* _GOAL_
Rewrite everything from the start of the rows down to the line containing "point(318, 247)", raising every answer coordinate by 59 and leaving the pictures out.
= = =
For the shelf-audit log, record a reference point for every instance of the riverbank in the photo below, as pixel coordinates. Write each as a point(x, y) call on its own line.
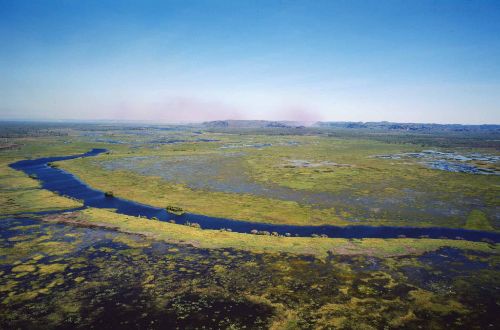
point(318, 247)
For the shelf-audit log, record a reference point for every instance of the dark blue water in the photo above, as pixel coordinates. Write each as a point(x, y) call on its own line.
point(65, 183)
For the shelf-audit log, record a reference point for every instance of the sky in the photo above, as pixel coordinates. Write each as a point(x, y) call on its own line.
point(191, 61)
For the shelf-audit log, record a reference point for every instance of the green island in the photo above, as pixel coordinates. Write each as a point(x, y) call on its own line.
point(76, 265)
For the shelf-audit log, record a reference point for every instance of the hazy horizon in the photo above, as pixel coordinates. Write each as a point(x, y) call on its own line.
point(196, 61)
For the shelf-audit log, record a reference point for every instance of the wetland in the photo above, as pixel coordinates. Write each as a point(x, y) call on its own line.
point(383, 242)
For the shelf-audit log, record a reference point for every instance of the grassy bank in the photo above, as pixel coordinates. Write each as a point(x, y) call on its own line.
point(319, 247)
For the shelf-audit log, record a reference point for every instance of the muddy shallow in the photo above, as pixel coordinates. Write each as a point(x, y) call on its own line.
point(60, 181)
point(57, 276)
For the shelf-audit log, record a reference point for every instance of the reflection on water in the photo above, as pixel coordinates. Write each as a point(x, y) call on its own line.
point(57, 276)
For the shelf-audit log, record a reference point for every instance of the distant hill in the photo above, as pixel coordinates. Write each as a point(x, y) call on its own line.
point(251, 124)
point(383, 125)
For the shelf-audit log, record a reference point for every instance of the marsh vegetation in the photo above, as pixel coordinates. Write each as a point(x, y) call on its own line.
point(94, 267)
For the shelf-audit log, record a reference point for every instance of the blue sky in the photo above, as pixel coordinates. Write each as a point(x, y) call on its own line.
point(171, 61)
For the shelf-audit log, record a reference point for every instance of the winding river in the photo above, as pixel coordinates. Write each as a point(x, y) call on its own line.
point(64, 183)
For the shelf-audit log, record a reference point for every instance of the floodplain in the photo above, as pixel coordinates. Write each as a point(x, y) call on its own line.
point(67, 265)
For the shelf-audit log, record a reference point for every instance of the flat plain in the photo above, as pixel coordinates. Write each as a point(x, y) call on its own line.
point(95, 267)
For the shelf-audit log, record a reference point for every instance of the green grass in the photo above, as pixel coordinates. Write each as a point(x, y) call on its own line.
= = =
* _RESULT OF THE TASK_
For the shelf-audit log, record a reference point for every instance of the riverbank in the photo below, as pixel coordinates. Write each as a point(x, y) call on its own line.
point(377, 306)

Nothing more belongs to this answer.